(Point annotation rows)
## begin

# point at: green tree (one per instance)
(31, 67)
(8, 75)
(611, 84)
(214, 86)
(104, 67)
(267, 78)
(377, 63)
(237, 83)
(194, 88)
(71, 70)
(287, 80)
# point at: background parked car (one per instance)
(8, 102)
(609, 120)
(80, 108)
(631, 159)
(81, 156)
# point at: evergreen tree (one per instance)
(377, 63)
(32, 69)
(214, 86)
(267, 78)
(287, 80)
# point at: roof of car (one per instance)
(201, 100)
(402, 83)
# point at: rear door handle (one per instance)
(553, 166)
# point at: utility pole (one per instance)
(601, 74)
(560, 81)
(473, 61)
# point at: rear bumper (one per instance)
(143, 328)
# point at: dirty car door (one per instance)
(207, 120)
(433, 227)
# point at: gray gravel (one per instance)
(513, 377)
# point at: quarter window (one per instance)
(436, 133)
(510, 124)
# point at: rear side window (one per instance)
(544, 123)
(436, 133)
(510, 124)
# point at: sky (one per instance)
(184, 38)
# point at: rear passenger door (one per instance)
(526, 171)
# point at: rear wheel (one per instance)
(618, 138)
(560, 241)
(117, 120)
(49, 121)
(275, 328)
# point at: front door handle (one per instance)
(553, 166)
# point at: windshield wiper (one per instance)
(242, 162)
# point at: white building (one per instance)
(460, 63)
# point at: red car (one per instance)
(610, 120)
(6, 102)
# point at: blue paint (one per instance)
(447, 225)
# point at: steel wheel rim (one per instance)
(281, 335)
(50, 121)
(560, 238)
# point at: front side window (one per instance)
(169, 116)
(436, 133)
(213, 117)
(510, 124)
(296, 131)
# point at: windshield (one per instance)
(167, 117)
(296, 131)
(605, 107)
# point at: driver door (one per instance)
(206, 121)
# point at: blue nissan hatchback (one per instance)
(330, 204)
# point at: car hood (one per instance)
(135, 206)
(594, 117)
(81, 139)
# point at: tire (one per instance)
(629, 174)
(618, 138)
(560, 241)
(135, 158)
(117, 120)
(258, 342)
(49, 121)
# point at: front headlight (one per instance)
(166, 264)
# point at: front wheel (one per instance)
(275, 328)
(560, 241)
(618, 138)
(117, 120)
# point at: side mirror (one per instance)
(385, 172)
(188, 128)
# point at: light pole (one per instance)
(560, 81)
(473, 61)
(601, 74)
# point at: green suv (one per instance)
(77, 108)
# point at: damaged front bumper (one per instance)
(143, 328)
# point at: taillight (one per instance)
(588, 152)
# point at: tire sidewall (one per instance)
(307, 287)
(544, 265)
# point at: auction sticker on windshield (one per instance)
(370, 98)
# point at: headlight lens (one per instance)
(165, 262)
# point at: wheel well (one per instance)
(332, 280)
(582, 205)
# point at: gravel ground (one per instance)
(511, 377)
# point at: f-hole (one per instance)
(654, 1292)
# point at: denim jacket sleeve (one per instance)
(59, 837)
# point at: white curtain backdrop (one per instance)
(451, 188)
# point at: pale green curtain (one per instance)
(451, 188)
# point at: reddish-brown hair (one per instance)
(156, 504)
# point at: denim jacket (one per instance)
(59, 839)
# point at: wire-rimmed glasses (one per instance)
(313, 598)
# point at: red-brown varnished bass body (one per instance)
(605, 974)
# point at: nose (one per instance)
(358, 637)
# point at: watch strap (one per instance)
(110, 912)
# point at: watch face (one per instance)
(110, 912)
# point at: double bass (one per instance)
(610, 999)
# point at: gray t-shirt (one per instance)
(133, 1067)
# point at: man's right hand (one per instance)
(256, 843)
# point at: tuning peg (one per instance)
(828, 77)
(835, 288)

## end

* _To do_: Repeat all of the rows above exactly, line for line.

* _Exercise result_:
# point at: green tree (one per instance)
(31, 67)
(8, 75)
(611, 84)
(214, 86)
(104, 67)
(267, 78)
(377, 63)
(237, 83)
(194, 88)
(71, 70)
(287, 80)
# point at: background parked car (one per instance)
(8, 102)
(609, 120)
(80, 108)
(631, 159)
(81, 156)
# point at: evergreen tree (one per instance)
(377, 63)
(32, 69)
(214, 86)
(267, 78)
(287, 80)
# point at: roof of car (one per instance)
(201, 100)
(402, 83)
# point at: rear door handle (one per instance)
(553, 166)
# point at: utility pole (one per instance)
(601, 74)
(560, 81)
(473, 61)
# point at: rear bumper (one per instance)
(143, 328)
# point at: dirty car door (one per instance)
(207, 120)
(433, 227)
# point at: gray gravel (one per instance)
(513, 377)
# point at: quarter window (one per instance)
(436, 133)
(510, 124)
# point at: rear side window (one per instance)
(544, 123)
(436, 133)
(510, 124)
# point at: sky (one per instance)
(184, 38)
# point at: rear passenger door (one per instance)
(526, 171)
# point at: rear wheel (one per instance)
(618, 138)
(560, 241)
(117, 120)
(49, 121)
(275, 328)
# point at: front door handle (one per instance)
(553, 166)
# point at: windshield wiper (one per instance)
(242, 162)
# point at: white building (one per instance)
(460, 63)
# point at: red car (one per instance)
(610, 120)
(6, 102)
# point at: blue paint (one per instance)
(447, 225)
# point at: steel wheel rim (one per instance)
(281, 335)
(50, 121)
(560, 238)
# point at: front side window (one per instance)
(169, 116)
(436, 133)
(213, 117)
(510, 124)
(296, 131)
# point at: windshield (one per instance)
(167, 117)
(296, 131)
(605, 107)
# point at: driver door (one per instance)
(206, 121)
# point at: blue nissan hatchback (one per instance)
(330, 204)
# point at: car hood (one per instance)
(135, 206)
(594, 117)
(81, 139)
# point at: tire (one per instance)
(629, 174)
(618, 138)
(560, 241)
(135, 158)
(117, 120)
(258, 342)
(49, 121)
# point at: front headlight (one per instance)
(166, 264)
# point at: front wheel (one per instance)
(275, 328)
(560, 241)
(618, 138)
(117, 120)
# point at: side mirror (one per instance)
(385, 172)
(188, 128)
# point at: light pole (one per instance)
(560, 81)
(473, 61)
(601, 74)
# point at: green suv (one per instance)
(77, 108)
# point at: damaged front bumper (one per instance)
(143, 328)
# point at: taillight (one per instance)
(588, 152)
# point at: tire sidewall (one per instance)
(307, 287)
(544, 265)
# point at: auction sticker on windshield (one per instance)
(370, 98)
# point at: headlight lens (one per instance)
(165, 262)
# point at: wheel well (one per instance)
(332, 280)
(582, 205)
# point at: gravel ground (one per instance)
(511, 377)
# point at: f-hole (one per instance)
(654, 1292)
# point at: denim jacket sleeve (one per instance)
(59, 837)
# point at: white curtain backdrop (one per instance)
(451, 188)
# point at: pale green curtain (one per instance)
(451, 188)
# point at: reddish-brown hair (one per instance)
(156, 504)
# point at: denim jacket (one per instance)
(59, 839)
# point at: wire-rimmed glasses (one per instance)
(313, 598)
# point at: red-brown varnished bass body (one per instance)
(605, 974)
# point at: nose (one per instance)
(358, 637)
# point at: watch strap (one per instance)
(110, 912)
# point at: watch face (one per instance)
(110, 912)
# point at: double bass (one per instance)
(610, 999)
# point at: gray t-shirt (one per instance)
(133, 1067)
# point at: man's right hand (one per instance)
(256, 843)
# point at: tuning peg (one per instance)
(828, 77)
(835, 288)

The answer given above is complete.